## REQUIRED WORK
Rewrite all of the entries below with "place a dot" replaced by "put a marker" wherever it occurs. Keep every other word unchanged.

## RECORDS PROVIDED
>>>
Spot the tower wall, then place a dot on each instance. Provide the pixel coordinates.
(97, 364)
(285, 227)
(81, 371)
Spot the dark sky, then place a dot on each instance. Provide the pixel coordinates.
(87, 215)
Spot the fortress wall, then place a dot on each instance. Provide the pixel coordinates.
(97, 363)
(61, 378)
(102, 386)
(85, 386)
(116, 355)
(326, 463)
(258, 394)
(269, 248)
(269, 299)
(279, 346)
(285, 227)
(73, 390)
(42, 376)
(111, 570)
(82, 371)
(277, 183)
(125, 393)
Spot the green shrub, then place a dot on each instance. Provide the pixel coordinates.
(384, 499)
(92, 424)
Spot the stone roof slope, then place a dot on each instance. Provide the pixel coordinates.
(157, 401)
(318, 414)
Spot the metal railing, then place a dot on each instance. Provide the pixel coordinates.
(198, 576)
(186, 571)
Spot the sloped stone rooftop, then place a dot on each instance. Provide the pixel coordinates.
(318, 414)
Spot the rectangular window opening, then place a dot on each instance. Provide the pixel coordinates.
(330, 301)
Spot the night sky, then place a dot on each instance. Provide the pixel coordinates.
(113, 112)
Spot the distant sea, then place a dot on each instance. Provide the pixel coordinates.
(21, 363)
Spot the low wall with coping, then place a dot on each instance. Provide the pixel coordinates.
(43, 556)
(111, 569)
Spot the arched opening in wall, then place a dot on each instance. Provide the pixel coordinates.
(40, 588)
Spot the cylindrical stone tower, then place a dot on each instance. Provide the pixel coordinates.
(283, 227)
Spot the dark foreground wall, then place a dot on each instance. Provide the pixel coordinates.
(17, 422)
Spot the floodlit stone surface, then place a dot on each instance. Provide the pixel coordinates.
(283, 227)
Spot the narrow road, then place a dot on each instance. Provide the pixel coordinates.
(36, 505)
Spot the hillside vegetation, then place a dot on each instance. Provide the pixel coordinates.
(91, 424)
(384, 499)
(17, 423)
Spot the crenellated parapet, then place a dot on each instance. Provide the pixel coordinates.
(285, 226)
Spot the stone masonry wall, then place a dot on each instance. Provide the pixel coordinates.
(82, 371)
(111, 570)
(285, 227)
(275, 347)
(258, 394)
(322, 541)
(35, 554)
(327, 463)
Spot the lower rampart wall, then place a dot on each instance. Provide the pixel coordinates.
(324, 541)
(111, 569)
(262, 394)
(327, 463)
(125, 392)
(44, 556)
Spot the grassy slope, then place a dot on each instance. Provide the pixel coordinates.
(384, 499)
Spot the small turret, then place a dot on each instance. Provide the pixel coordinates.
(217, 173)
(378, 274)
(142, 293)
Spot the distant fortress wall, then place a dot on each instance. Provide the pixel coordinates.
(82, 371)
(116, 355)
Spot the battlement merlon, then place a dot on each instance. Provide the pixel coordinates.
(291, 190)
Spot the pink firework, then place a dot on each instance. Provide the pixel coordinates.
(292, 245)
<<<
## RIGHT ANSWER
Spot the tower wall, then put a marker on each instance. Provide the pixel coordinates.
(97, 364)
(285, 227)
(81, 371)
Spot the dark sky, then put a marker on each instance. Provide the pixel coordinates.
(87, 215)
Spot the fortress wall, then put a marker on each instance. Provide the pixel coordinates.
(97, 363)
(61, 378)
(102, 386)
(85, 386)
(116, 355)
(326, 463)
(258, 394)
(269, 248)
(269, 299)
(279, 346)
(285, 227)
(73, 390)
(42, 376)
(111, 570)
(82, 371)
(277, 183)
(125, 393)
Spot the green shrub, then put a marker on each instance. Provide the pixel coordinates.
(384, 499)
(92, 424)
Spot the stone roof slope, then put a marker on each instance. Provide the pixel coordinates.
(157, 401)
(318, 414)
Spot the metal railing, then put a marker on each instance. Provide the pixel coordinates.
(198, 576)
(186, 571)
Spot the sloped stone rooftop, then put a marker on each instance. Provide the pixel coordinates.
(318, 414)
Spot the rectangular window opening, then put a marker on each instance. Provide the pixel coordinates.
(330, 301)
Spot the night sky, then put a marker on each instance. Provide the pixel coordinates.
(113, 112)
Spot the distant sea, then put a marker on each instance. Provide the pixel coordinates.
(21, 363)
Spot the low wall with coping, then put a marker on each instance. Provide the pixel coordinates.
(43, 556)
(111, 569)
Spot the arched opening in wall, then put a marker on each instance. Provide the pixel coordinates.
(40, 588)
Spot the cylindrical stone tower, then put a marker on each instance. Provide the pixel coordinates.
(283, 227)
Spot the dark foreground wall, then put a marker on each instance. Provide the pixel coordinates.
(17, 422)
Spot the floodlit stone surface, then put a marker on each instance. Provide the pixel coordinates.
(283, 227)
Spot the narrow road, then put a marker on each instance. Provide the pixel coordinates.
(36, 505)
Spot the hillside vegetation, then put a marker on each instance. Provide the pixel coordinates.
(91, 424)
(384, 499)
(17, 423)
Spot the crenellated parapet, then put a marker on each instance. Provide the pixel coordinates.
(285, 226)
Spot the stone masonry wall, then put a marker on each instance. Provide the pixel coordinates.
(82, 371)
(111, 570)
(285, 227)
(275, 347)
(258, 394)
(322, 541)
(35, 554)
(327, 463)
Spot the lower rampart wall, then put a marker on each instance. Provide the pixel coordinates.
(324, 541)
(111, 569)
(262, 394)
(327, 463)
(125, 392)
(44, 556)
Spot the grassy slope, then put a marker on each instance. Provide the pixel coordinates.
(384, 499)
Spot the small turret, then put a marker on each instance. Provide the pixel coordinates.
(217, 173)
(378, 274)
(142, 293)
Spot the distant fortress wall, then put a marker on each instance. Provide the pixel coordinates.
(82, 371)
(116, 355)
Spot the battlement merlon, then put a marker on each instance. Provide the pixel coordinates.
(291, 190)
Spot the pink firework, then put a marker on each instance. Provide the pixel coordinates.
(292, 245)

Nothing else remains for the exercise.